(TEXT SEGMENT)
****
I'm also the weirdo that feels process isolation, memory management, and I/O mechanisms need a rethink. But that's something that would take me forever to get into.

One thing I will say, though, is alignment issues "infect" everything. Assume your architecture doesn't allow misaligned access. Now, all your data has to be naturally aligned. Your structs now have to be aligned to the alignment of the largest sub-structure within them. This is all because code is alignment sensitive. Given a pointer to a struct, generic code is unnecessarily larger. Any why would we care? Communication, of course. If we're exchanging data between systems then idiosyncrasies such as this suddenly become globally visible.

Endian-ness must be little. Byte-aligment a non-issue, and network-bit order should be from bit zero up, with any upper layer need, say for cut-through forwarding, expressed as a data ordering requirement, so for example an IP4 address is not a blind 32-bit word, but specifies the structure of those 32-bits.

discuss

pm215|8 years ago

Even today, allowing unaligned accesses is still not free -- there is an implementation cost in transistors and in design complexity. There's a tradeoff here, as usual. There are a lot of places with a CPU architecture where there's a choice of "do we handle this in hardware, at the cost of having to have more hardware, or do we say it's software's job to deal with this, and hardware provides either nothing or just some helpful tools". You can see this for instance in whether software has to perform icache/dcache maintenance vs the CPU doing a lot of snooping to present the illusion of a completely coherent system; in whether hypervisor virtual machine switching is done with a single "switch all my state" operation on by letting hypervisor software switch register state itself; and in many other places. x86 has in my view generally ended up on the "handle things in hardware and make software's life easier", which it's been able to do because its natural territory is desktop/server where extra transistors don't hurt much. Other architectures tend towards different points on this spectrum because their constraints differ -- in embedded systems the extra power and are cost of more transistors can really matter. "Tend to prefer that software do something" is also a strand of the original RISC philosophies.
****
(PROBLEM TO SOLVE) Reproduce the passage of the unaligned-access thread above from "I'm also the" up to and including "become globally visible.".

(RAW DATA)
****
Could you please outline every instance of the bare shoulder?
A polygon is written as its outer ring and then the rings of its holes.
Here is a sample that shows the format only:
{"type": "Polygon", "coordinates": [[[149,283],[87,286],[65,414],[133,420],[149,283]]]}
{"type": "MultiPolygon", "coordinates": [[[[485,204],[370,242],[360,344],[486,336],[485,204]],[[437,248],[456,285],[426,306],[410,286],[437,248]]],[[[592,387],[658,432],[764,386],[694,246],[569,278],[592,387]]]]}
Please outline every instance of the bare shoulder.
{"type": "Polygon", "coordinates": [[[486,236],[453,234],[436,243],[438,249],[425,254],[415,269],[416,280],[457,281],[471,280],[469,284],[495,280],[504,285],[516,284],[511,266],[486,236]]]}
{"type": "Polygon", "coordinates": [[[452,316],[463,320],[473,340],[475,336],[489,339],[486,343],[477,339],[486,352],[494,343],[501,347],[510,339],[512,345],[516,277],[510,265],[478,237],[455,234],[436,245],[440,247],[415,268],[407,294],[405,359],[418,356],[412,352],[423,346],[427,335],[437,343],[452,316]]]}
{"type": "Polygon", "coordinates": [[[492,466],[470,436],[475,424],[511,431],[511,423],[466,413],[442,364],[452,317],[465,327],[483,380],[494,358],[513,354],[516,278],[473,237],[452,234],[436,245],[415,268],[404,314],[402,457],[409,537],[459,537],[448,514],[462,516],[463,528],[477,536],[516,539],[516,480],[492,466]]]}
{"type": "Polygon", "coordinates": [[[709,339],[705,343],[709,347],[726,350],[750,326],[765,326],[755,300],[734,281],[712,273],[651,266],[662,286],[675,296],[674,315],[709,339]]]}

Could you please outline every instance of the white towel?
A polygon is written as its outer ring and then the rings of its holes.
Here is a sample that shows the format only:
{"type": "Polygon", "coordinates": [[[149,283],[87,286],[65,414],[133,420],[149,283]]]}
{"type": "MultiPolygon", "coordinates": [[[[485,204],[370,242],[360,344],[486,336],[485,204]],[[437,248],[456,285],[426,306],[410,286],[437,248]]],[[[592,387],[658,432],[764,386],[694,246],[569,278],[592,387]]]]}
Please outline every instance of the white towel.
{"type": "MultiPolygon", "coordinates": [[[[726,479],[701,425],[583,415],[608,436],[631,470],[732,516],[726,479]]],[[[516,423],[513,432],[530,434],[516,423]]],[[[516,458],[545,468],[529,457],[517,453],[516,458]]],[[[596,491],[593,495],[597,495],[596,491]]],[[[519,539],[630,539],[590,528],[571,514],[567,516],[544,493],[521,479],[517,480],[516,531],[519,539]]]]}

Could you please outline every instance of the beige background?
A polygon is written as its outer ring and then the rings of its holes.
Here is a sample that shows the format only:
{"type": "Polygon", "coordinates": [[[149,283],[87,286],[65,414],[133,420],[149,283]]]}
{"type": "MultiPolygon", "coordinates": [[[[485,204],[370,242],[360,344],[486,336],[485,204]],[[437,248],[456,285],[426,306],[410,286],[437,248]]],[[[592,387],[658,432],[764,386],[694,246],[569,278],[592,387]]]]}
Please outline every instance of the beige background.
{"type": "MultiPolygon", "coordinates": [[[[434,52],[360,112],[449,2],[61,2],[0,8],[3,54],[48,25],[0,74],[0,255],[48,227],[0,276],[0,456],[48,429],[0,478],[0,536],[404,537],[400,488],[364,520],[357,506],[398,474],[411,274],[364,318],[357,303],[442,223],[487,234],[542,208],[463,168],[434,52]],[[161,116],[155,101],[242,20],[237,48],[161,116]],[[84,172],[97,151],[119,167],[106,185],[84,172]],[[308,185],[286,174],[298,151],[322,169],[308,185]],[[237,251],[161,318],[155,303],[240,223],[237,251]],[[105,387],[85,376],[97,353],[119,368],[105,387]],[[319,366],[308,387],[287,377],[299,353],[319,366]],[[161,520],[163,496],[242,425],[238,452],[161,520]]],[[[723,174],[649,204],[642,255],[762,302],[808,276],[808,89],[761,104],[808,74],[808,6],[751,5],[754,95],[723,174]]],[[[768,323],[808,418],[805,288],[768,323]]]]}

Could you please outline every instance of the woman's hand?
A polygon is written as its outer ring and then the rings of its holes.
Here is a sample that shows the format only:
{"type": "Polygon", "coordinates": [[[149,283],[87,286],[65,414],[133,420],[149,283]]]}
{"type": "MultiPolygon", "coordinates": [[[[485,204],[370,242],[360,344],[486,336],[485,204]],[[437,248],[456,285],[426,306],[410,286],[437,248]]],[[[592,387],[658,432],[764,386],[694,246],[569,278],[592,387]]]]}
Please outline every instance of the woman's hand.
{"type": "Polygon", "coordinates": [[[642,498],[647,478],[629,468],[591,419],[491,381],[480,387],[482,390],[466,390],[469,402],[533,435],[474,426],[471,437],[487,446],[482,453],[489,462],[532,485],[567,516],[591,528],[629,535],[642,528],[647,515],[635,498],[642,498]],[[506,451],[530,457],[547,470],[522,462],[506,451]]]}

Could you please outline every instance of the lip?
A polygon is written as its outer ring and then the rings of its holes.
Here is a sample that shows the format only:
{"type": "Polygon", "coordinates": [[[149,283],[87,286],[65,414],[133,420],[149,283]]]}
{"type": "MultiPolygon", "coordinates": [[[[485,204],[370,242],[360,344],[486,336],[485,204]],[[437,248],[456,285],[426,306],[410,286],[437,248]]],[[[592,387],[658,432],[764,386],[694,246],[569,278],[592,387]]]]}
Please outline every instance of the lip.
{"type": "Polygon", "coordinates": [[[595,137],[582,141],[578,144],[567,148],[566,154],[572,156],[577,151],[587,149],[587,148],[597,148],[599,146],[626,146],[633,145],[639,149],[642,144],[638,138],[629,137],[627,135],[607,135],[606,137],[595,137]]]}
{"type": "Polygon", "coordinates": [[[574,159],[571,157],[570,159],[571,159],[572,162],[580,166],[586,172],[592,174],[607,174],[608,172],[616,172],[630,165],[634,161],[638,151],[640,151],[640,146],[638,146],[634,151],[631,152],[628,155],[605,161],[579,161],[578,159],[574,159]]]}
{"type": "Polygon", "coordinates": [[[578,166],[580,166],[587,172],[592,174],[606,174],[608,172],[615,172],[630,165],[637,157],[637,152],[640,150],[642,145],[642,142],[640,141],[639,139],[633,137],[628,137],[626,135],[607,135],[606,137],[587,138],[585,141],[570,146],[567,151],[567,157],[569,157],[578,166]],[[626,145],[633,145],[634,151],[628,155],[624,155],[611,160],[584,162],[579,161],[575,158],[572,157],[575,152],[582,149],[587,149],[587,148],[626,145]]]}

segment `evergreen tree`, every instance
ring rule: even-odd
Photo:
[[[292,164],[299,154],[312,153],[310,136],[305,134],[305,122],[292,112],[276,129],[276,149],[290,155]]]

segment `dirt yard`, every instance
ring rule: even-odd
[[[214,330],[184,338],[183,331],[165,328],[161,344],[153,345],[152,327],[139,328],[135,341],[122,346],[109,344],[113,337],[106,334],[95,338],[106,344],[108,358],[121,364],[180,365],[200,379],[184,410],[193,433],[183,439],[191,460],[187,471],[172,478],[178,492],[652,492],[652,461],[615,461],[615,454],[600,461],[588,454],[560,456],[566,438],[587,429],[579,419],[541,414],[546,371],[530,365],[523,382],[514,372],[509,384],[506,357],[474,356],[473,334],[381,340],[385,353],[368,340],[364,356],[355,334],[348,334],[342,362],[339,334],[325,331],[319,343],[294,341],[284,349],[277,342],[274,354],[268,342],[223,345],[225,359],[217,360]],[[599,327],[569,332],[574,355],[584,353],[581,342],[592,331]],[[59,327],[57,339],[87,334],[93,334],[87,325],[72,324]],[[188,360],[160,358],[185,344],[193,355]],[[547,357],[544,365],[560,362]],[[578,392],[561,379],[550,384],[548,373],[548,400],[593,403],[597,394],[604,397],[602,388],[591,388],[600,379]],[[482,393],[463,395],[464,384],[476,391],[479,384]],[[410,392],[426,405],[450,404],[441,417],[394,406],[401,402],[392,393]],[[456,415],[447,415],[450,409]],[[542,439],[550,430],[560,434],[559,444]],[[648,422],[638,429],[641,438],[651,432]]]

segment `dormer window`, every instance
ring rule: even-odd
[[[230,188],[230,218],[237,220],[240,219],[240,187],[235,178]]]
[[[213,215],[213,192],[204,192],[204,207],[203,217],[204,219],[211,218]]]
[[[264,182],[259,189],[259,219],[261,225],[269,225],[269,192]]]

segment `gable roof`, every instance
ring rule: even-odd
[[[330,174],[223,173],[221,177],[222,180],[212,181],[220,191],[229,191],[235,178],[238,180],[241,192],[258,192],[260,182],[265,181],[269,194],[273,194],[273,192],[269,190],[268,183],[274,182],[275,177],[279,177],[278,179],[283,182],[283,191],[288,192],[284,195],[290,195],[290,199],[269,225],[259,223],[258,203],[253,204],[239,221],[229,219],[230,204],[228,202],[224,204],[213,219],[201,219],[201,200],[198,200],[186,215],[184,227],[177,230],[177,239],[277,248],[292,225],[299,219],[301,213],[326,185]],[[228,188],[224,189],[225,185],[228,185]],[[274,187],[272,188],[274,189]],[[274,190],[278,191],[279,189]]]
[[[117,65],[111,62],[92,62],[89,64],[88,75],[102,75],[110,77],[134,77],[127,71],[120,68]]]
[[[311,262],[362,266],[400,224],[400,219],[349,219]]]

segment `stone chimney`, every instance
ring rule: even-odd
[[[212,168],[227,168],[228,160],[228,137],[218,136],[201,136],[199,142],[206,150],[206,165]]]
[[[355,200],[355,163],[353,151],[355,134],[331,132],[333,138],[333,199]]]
****
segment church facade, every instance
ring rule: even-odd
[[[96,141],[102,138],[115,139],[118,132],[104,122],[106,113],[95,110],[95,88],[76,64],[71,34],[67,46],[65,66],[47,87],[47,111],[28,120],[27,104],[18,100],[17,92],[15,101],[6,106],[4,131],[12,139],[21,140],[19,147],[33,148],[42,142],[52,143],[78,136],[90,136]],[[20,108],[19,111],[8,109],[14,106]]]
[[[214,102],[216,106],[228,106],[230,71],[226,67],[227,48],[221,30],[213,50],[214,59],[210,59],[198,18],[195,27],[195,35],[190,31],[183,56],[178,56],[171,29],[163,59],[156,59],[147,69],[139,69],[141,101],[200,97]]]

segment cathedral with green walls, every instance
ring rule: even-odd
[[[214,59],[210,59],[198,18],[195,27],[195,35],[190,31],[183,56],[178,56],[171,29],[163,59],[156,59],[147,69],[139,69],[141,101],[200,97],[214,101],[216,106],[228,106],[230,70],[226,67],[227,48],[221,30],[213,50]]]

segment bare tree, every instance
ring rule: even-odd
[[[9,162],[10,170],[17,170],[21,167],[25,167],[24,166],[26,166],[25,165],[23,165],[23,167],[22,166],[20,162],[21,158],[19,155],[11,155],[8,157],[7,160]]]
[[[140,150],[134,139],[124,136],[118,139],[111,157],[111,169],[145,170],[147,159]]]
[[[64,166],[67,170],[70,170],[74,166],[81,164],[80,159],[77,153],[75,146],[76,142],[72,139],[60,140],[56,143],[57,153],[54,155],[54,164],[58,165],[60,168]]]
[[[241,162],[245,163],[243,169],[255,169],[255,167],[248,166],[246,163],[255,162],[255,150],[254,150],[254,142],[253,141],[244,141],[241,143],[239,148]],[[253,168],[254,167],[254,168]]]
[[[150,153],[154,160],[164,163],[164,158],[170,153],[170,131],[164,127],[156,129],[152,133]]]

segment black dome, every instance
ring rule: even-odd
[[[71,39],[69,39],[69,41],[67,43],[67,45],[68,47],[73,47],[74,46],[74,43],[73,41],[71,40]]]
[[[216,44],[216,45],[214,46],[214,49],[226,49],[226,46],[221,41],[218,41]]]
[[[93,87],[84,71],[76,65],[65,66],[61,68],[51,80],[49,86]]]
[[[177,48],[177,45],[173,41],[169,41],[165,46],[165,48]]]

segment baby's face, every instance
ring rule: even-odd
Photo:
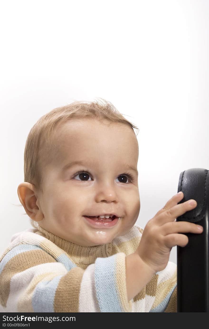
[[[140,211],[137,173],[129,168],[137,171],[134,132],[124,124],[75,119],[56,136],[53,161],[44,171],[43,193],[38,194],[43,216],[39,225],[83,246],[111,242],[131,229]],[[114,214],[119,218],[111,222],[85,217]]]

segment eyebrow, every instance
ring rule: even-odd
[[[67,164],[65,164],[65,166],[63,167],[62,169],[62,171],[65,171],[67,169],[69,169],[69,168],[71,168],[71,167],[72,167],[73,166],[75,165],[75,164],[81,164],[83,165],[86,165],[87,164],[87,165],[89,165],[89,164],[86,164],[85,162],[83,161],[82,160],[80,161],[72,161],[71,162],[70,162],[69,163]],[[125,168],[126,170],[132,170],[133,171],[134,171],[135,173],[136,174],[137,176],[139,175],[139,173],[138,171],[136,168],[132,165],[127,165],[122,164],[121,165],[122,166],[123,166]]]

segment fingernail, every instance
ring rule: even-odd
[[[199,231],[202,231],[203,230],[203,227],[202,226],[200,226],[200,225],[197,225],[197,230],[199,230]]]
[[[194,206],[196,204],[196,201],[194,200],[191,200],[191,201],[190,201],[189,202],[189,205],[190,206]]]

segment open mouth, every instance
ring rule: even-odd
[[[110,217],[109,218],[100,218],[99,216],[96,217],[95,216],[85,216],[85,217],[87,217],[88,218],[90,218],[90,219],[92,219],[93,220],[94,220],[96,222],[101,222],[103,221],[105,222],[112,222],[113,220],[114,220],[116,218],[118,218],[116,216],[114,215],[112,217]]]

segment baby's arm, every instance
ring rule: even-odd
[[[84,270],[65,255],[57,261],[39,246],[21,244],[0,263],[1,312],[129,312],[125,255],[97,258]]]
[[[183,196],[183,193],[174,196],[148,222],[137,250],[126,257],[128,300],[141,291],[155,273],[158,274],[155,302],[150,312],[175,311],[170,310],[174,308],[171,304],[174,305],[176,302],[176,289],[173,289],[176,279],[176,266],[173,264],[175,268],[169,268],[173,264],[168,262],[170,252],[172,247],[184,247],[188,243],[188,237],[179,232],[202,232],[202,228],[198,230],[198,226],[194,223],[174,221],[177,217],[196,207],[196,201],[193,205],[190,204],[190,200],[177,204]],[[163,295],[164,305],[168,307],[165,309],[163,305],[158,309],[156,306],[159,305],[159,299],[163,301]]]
****
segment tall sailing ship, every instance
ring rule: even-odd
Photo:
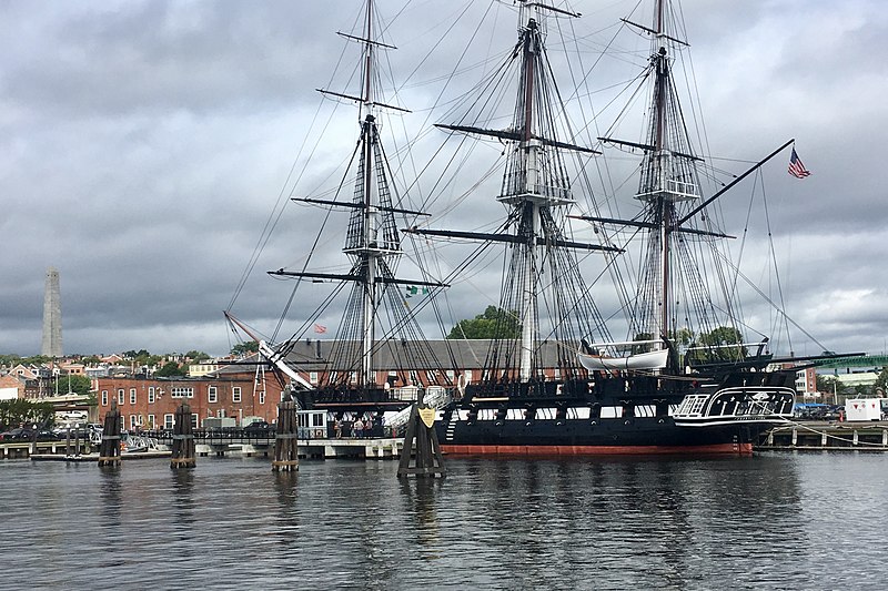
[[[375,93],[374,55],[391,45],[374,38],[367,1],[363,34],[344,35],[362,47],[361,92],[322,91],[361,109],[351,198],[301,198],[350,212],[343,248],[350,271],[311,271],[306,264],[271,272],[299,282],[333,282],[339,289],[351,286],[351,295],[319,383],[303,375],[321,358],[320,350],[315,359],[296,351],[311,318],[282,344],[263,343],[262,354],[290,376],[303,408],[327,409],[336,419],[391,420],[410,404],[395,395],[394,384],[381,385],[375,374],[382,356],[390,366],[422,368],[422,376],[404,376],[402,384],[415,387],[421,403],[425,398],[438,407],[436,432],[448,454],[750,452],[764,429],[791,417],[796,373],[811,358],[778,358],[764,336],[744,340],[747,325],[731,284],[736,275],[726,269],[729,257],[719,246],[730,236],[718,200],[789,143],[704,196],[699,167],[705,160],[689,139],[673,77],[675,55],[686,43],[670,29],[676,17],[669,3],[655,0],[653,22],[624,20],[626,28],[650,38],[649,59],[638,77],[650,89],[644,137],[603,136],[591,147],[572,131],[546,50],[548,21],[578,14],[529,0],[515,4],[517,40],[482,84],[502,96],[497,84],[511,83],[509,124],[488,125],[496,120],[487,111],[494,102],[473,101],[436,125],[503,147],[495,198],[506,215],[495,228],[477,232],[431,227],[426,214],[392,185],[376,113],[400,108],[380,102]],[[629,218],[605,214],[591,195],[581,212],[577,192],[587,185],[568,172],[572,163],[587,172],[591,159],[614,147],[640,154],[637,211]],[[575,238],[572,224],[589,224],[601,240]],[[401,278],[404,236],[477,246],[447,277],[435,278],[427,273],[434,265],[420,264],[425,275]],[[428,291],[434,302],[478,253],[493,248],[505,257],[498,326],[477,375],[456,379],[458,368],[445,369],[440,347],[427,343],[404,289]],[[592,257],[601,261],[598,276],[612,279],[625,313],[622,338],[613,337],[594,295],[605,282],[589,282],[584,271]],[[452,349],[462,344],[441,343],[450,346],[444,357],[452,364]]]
****
(EXERCISE RESULT)
I'm also the weirdo that feels process isolation, memory management, and I/O mechanisms need a rethink. But that's something that would take me forever to get into.

One thing I will say, though, is alignment issues "infect" everything. Assume your architecture doesn't allow misaligned access. Now, all your data has to be naturally aligned. Your structs now have to be aligned to the alignment of the largest sub-structure within them. This is all because code is alignment sensitive. Given a pointer to a struct, generic code is unnecessarily larger. Any why would we care? Communication, of course. If we're exchanging data between systems then idiosyncrasies such as this suddenly become globally visible.